■ Written task
Write out the rows again, from the very first line through the line containing "[86, 101, 236, 182]", with "look carefully" swapped for "look closely" and nothing else changed.

■ Dataset
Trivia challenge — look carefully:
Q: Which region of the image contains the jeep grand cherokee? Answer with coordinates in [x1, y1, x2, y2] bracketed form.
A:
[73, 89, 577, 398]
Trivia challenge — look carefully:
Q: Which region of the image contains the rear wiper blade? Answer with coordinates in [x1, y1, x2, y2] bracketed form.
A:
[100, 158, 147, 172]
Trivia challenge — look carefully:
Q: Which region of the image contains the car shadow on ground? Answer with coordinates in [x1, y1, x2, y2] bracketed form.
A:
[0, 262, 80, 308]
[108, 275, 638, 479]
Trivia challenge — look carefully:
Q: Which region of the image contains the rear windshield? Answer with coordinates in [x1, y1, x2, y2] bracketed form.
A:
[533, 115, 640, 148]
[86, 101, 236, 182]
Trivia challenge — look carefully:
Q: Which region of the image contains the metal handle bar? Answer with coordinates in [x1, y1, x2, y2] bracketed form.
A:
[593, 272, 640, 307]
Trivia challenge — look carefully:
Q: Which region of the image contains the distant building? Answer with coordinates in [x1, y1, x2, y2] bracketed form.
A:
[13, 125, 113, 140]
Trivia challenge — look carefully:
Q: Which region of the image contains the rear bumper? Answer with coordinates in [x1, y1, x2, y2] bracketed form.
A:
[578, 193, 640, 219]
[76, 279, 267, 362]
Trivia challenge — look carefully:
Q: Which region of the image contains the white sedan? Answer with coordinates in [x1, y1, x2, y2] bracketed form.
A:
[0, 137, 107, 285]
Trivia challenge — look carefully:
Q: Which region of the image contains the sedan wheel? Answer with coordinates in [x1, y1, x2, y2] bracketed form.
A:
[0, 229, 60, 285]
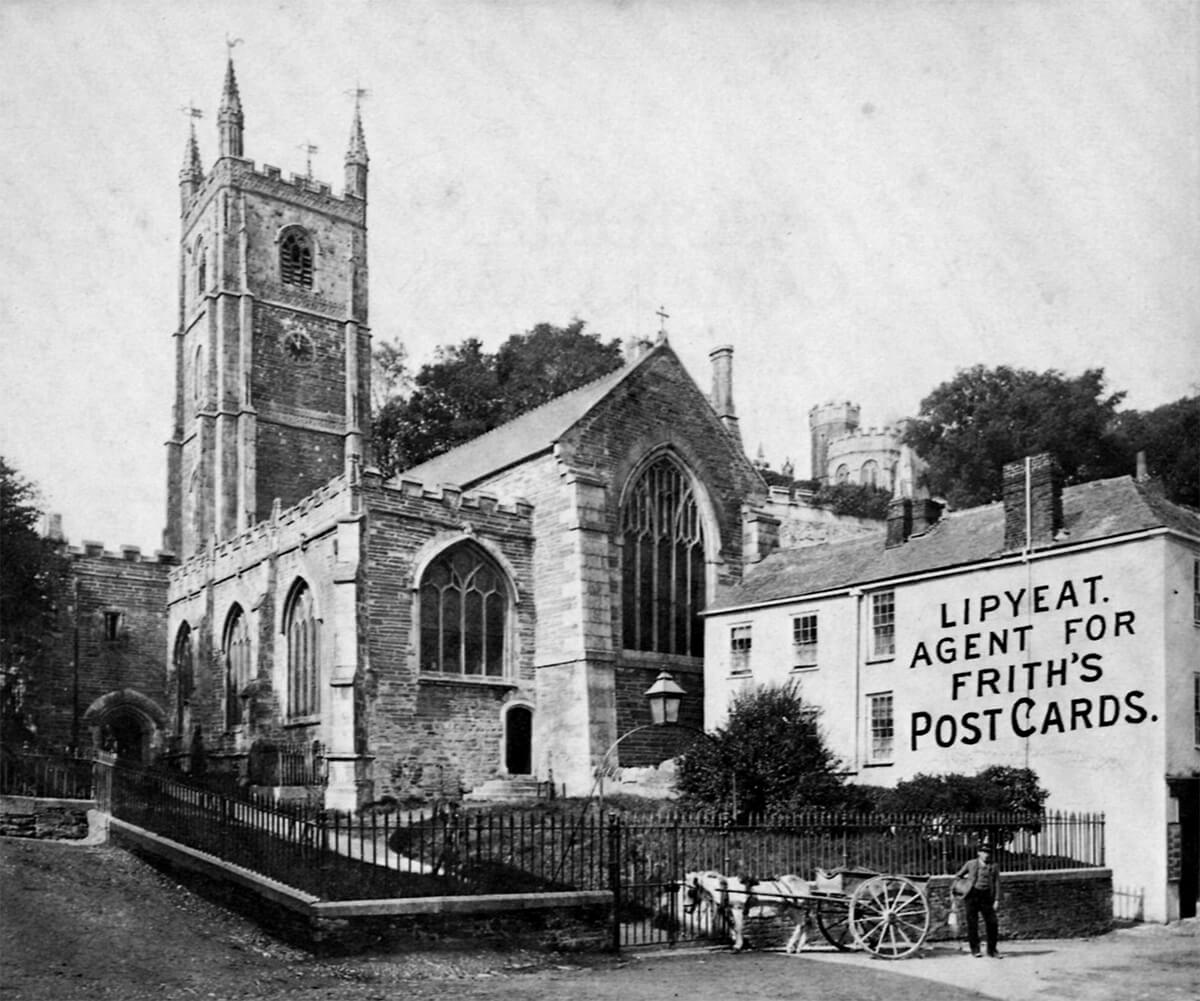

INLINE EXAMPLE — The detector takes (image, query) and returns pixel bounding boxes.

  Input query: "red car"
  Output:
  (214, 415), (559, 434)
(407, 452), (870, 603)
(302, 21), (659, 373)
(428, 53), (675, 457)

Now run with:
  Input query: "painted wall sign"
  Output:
(908, 574), (1158, 751)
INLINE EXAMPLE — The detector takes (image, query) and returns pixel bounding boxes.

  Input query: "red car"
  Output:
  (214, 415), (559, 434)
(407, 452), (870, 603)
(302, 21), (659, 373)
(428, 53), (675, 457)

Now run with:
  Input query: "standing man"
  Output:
(952, 844), (1000, 959)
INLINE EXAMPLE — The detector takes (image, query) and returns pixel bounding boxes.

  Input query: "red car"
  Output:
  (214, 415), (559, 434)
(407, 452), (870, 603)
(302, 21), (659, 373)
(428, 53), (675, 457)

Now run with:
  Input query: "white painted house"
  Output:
(704, 457), (1200, 921)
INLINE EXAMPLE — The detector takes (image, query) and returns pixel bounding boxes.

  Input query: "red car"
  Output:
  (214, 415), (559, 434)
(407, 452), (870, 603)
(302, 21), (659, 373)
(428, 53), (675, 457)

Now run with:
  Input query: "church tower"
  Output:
(164, 56), (371, 558)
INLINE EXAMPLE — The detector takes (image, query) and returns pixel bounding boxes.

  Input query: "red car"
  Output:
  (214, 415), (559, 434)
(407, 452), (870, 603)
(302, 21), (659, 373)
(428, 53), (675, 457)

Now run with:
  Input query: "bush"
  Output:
(676, 684), (846, 817)
(812, 484), (892, 521)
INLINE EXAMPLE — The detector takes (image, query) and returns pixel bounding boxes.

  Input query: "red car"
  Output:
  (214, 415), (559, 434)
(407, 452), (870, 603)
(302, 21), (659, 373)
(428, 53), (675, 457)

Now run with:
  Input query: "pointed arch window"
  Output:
(283, 581), (320, 719)
(170, 622), (196, 735)
(221, 605), (251, 727)
(192, 240), (209, 299)
(420, 543), (509, 678)
(620, 455), (706, 657)
(280, 229), (312, 288)
(192, 344), (204, 402)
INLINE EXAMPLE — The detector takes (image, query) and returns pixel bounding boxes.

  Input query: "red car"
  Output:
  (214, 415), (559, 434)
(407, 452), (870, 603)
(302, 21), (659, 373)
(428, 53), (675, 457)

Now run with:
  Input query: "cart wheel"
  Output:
(850, 876), (929, 959)
(817, 900), (854, 952)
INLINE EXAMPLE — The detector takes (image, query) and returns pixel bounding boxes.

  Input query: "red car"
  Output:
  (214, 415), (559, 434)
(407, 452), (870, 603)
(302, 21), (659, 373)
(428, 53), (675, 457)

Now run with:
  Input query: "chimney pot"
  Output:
(1004, 452), (1063, 550)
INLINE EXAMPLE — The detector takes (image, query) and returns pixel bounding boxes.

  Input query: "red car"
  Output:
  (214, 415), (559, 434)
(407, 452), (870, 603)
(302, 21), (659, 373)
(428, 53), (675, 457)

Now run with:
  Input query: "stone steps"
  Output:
(463, 777), (538, 803)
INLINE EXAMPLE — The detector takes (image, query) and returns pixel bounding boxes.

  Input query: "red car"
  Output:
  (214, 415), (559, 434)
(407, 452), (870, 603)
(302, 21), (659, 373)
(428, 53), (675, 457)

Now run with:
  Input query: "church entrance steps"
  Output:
(463, 777), (541, 803)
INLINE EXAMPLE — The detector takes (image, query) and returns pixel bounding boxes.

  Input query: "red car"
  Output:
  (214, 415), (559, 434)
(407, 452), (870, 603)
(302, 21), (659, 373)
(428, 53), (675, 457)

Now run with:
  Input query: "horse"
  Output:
(680, 870), (811, 953)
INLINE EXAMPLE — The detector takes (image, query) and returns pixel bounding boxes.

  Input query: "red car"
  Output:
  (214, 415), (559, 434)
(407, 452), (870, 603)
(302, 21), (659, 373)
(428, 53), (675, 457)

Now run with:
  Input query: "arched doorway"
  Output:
(83, 688), (166, 765)
(504, 706), (533, 775)
(100, 706), (150, 765)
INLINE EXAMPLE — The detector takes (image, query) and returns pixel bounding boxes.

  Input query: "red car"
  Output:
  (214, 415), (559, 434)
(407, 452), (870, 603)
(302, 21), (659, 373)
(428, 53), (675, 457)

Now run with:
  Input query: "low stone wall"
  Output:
(108, 819), (612, 955)
(0, 796), (95, 841)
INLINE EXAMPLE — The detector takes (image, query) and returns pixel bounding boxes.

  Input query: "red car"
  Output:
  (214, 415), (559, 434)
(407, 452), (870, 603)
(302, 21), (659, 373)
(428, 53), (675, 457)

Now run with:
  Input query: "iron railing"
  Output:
(88, 761), (1104, 900)
(622, 811), (1104, 879)
(0, 753), (92, 799)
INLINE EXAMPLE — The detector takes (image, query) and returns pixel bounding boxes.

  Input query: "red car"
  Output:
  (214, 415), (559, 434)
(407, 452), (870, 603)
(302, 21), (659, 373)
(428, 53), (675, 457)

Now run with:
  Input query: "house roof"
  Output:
(394, 341), (652, 487)
(709, 476), (1200, 612)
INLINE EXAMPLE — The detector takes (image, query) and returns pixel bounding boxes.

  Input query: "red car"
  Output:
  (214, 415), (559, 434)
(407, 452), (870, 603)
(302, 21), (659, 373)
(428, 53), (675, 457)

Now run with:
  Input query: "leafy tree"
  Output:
(676, 684), (845, 816)
(372, 319), (622, 475)
(371, 340), (413, 412)
(905, 365), (1130, 508)
(877, 765), (1049, 814)
(812, 484), (892, 521)
(1120, 396), (1200, 508)
(0, 456), (61, 745)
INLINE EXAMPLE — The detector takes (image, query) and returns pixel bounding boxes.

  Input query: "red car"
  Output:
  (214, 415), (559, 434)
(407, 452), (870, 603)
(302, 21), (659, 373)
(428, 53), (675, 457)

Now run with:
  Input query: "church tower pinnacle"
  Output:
(179, 107), (204, 212)
(217, 56), (246, 157)
(346, 88), (370, 200)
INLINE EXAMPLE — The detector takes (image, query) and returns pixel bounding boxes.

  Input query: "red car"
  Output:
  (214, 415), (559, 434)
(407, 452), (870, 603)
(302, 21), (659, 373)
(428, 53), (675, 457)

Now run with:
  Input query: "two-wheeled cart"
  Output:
(756, 869), (930, 959)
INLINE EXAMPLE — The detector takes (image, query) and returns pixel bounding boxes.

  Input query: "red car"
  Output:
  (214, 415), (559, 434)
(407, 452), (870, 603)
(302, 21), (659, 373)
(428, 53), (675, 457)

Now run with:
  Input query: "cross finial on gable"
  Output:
(298, 143), (318, 180)
(654, 306), (671, 340)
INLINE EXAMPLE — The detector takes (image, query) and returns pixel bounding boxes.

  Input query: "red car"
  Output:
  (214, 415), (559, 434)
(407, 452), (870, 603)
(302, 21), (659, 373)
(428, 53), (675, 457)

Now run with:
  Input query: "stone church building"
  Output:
(154, 61), (820, 809)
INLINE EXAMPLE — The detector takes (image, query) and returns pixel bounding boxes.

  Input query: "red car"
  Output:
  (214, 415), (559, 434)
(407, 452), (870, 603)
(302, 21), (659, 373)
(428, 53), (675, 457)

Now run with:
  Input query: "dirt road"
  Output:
(0, 839), (1200, 1001)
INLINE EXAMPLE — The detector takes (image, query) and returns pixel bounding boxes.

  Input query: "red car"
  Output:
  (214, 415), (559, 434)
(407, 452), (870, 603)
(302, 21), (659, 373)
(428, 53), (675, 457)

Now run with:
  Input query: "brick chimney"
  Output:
(708, 344), (740, 438)
(883, 497), (912, 550)
(883, 497), (942, 550)
(1004, 452), (1062, 550)
(742, 505), (779, 564)
(912, 497), (942, 535)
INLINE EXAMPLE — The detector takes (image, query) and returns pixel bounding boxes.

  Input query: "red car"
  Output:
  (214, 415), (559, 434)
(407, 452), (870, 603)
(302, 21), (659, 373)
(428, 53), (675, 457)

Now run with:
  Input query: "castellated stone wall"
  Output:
(24, 541), (170, 755)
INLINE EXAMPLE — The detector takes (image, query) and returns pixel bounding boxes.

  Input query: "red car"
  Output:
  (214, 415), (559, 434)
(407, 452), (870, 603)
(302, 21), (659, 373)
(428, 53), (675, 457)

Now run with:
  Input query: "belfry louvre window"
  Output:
(792, 612), (817, 670)
(284, 581), (320, 719)
(420, 543), (509, 678)
(620, 456), (704, 657)
(280, 229), (312, 288)
(222, 605), (251, 726)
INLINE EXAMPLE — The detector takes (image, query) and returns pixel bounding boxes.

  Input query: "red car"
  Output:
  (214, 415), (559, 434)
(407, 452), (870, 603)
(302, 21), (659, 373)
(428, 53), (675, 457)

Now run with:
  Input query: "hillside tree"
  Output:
(676, 684), (846, 817)
(372, 319), (622, 475)
(905, 365), (1132, 508)
(0, 456), (62, 747)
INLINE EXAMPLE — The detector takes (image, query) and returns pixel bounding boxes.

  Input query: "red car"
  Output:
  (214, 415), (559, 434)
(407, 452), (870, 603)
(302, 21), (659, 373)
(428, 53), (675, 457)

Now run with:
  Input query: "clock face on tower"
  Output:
(283, 330), (312, 361)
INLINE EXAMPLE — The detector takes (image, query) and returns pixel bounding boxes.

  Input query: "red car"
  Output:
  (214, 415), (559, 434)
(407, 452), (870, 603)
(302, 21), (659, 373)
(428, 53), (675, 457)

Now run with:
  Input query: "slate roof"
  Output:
(392, 352), (648, 488)
(708, 476), (1200, 612)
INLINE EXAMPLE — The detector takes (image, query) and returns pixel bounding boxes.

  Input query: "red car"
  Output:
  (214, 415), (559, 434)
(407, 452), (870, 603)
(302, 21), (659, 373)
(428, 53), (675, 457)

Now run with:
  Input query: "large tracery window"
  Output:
(222, 605), (251, 726)
(620, 455), (704, 657)
(283, 581), (320, 719)
(172, 622), (196, 733)
(280, 229), (312, 288)
(420, 543), (509, 678)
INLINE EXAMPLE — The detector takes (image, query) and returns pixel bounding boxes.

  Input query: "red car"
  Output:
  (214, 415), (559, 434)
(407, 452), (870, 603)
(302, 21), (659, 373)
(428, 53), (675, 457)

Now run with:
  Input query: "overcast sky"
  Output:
(0, 0), (1200, 551)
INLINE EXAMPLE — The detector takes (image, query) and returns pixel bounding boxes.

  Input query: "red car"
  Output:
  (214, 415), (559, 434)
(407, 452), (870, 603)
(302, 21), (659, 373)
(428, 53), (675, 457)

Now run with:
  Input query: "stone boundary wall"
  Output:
(0, 796), (95, 841)
(109, 817), (612, 955)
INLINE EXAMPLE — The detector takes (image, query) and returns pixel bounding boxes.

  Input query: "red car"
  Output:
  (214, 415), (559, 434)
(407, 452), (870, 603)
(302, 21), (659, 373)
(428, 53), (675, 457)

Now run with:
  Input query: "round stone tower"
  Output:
(809, 402), (860, 482)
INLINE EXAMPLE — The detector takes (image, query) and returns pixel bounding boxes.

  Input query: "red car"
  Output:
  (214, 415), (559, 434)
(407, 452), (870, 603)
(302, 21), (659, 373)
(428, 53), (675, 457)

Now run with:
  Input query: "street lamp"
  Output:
(589, 671), (708, 811)
(644, 671), (688, 726)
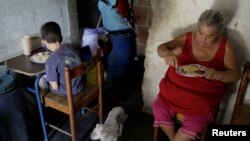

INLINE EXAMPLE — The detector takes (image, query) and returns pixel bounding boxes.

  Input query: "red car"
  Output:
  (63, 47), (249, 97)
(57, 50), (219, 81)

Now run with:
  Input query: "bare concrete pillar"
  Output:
(67, 0), (80, 46)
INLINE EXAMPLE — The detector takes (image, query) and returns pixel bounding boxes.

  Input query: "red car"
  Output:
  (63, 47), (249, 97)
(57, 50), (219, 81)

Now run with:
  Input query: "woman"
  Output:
(153, 10), (241, 141)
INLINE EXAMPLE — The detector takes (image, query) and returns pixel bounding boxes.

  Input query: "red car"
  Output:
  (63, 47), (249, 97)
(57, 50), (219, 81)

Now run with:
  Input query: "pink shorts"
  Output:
(153, 96), (214, 139)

■ Exercise answer
Trivia challenge — look closely:
Q: Which region of the image contains the jeep grand cherokee? Answer with coordinates in [x1, y1, x2, y2] bracketed form.
A:
[73, 89, 577, 398]
Trivia challenge — look closely:
Q: Which region of the image contains the rear wiper blade? Answer with coordinates in [x1, y1, x2, y2] bracketed form.
A:
[100, 158, 147, 172]
Trivia challenge — look closely:
Q: Which region of the image contains the car shadow on ground? Answer with coordinates in [x1, y1, x2, y2] bracketed form.
A:
[0, 262, 80, 308]
[108, 275, 638, 479]
Trivia challenge — look closely:
Q: Which region of the image contains the rear windshield? Answer with coordinates in [x1, y1, x2, y2] bracketed form.
A:
[533, 115, 640, 148]
[86, 101, 236, 182]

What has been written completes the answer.